Entries drawn from a collection:
◆ ◆ ◆ ◆ ◆ ◆ ◆
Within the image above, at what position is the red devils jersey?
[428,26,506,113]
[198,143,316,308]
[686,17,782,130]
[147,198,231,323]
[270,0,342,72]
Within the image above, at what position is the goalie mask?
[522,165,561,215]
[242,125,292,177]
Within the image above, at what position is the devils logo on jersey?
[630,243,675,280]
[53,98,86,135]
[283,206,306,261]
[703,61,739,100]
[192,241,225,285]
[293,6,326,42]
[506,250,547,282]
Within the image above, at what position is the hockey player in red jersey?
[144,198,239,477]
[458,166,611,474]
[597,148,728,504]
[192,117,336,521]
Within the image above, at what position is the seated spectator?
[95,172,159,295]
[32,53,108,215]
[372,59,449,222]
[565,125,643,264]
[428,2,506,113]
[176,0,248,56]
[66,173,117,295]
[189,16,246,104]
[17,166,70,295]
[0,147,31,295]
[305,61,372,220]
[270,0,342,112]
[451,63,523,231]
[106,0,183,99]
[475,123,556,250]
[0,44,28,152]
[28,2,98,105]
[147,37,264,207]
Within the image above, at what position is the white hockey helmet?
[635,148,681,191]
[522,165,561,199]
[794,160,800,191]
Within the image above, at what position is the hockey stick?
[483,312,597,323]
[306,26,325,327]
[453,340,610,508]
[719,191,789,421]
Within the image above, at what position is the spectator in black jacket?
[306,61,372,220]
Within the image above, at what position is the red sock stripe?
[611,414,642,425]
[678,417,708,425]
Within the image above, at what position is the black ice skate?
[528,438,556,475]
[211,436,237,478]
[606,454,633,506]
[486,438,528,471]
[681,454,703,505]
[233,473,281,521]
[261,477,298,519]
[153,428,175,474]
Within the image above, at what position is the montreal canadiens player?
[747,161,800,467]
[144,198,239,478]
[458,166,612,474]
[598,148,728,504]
◆ ◆ ◆ ◆ ◆ ◆ ◆
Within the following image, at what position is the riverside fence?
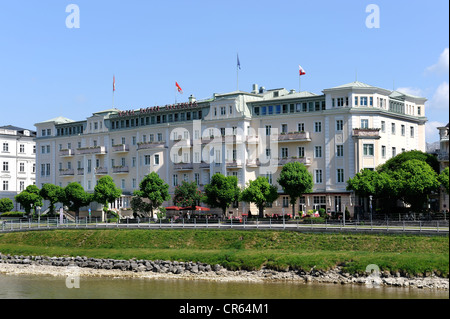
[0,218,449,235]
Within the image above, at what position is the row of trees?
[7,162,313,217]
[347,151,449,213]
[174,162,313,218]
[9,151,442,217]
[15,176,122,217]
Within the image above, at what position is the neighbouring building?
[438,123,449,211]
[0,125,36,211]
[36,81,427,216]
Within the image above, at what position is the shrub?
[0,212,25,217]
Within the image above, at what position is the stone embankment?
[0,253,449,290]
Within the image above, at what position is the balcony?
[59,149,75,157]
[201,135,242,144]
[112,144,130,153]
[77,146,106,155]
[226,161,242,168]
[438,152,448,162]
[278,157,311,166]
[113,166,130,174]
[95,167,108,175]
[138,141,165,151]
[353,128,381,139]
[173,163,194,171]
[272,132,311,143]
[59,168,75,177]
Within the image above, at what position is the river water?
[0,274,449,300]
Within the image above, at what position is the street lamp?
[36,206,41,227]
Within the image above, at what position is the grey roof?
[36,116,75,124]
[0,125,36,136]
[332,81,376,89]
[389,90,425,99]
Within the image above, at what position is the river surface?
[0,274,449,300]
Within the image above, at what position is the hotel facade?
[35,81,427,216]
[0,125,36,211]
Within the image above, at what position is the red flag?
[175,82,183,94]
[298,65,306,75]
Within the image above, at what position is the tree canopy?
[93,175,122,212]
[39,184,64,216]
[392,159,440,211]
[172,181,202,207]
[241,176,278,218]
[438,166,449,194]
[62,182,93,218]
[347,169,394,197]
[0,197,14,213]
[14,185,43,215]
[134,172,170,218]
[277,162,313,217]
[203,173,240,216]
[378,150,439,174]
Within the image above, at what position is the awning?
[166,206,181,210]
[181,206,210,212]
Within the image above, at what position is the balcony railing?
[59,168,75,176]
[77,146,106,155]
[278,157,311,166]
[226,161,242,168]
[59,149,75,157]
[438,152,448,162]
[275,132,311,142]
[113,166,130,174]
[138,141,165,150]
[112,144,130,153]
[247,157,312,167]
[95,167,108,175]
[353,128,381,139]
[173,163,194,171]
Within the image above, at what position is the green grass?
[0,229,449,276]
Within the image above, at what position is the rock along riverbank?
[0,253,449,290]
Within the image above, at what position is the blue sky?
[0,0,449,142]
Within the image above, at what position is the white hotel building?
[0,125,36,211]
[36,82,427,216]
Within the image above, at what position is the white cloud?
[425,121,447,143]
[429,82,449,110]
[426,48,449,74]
◆ ◆ ◆ ◆ ◆ ◆ ◆
_What the task requires:_ Pick out each line in the records above that contains the word "spectator", and copy every such line in full. Matching is case-sensitive.

_Output for this exercise:_
Within the image above, at what position is the seated spectator?
Within the image above, at what position is the spectator in black jacket?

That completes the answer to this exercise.